Extracto de página:

Es inconcebible que a éstas alturas del siglo 21, algunos servicios soportados en Red no tengan capacidad de resolver emergencias que los avances tecnológicos permiten atender rápida y eficazmente. Esa incapacidad podría llevarnos a pensar que algunos nunca superarán el mal del Y2K, cuyos síntomas los siguen perturbando.
El sábado 1 de octubre de 2005 una importante entidad financiera (cuyo prefiero no enunciar, para no afectar la felicidad de la casita roja), tuvo por más de 12 horas anulados sus servicios de caja electrónica, atención telefónica y por Internet, lo mismo que la atención en las sucursales que habitualmente abren ese día.
La razón, densa e irrefutable como toda frase de cajón: «Se cayó la red». Ni una palabra más. Cero explicaciones. Como para que el público (que en masa destina el día-limbo a esos asuntos que no se pueden atender en días laborales ni festivos ), sintiera el abismo de un tiempo que no pasa.
Desde cuando los cajeros de cachucha y protector de mangas cedieron el lápiz en la oreja a las pantallas de computador, millones de veces se ha repetido esa fórmula misteriosa de 4 palabras para explicar los fallos del servicio.

Ejercicios propuestos:
a – Resume en una sola oración el párrafo del fragmento sobre la caída de la red que empieza con «El sábado 1 de octubre de 2005», conservando sus datos principales.
b – Según el fragmento sobre la caída de la red, ¿qué razón se dio a los clientes para explicar la interrupción de los servicios?
c – Redacta la continuación del fragmento sobre la caída de la red a partir de su última oración.
El material que sigue proviene de otra fuente.

Contenido del conjunto:
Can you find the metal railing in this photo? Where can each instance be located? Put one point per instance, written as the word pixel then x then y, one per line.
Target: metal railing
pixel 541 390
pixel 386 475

Respuestas:
a – El sábado 1 de octubre de 2005, una importante entidad financiera tuvo anulados durante más de 12 horas sus servicios de caja electrónica, atención telefónica e Internet, así como la atención en las sucursales que suelen abrir ese día.

b – «Se cayó la red».

c –
Las pantallas del cajero electrónico envían las mismas señales del último cardiograma sólo que con una raya roja cruzada sobre el dictamen inexorable: «fuera de servicio«. La voz monótona del contestador repite el lamento. Si, como el sábado pasado, algunas oficinas están abiertas al público, los empledos se ciñen al libreto con leves variaciones en la medida en que pasa el tiempo (La red está caída o, la red sigue caída.
La red, ese insondable monstruo hecho de cables hundidos en las entrañas de las ciudades y cuyo pálpito roza los satélites y las profundidas oceánicas, se cae y es como si el jarrón que la tía trajo de Miami o San Andrés se desmoronara desde le segundo piso. Nada se puede hacer sino esperar un milagro.
E, igual que el jarrón de la tía, no hay responsables. No son, desde luego, los clientes (que apenas son víctimas inocentes y sufrientes de las consecuencias), ni los pobres empleados de oficina. Quizás un súbito corte de energía en la mazmorra secreta donde yacen los servidores, un quiebre imperceptible en la señal telefónica, la alteración de un byte causado por el estornudo de un pájaro pero ¿Por qué tanto tiempo?
La respuesta es clara: no hay planes de contingencia. Ni interés en tenerlos, ni controles, ni capacidad de respuesta por la sencilla razón de que no hay auténtico interés en brindar a los clientes servicios de calidad.
El sector financiero colombiano obtuvo el año pasado unos márgenes de rentabilidad imbatibles (la entidad en mención que no menciono fue líder, lo cual le permitió hacer hace poco una adquisición Superior ). Este año está rebasándolos.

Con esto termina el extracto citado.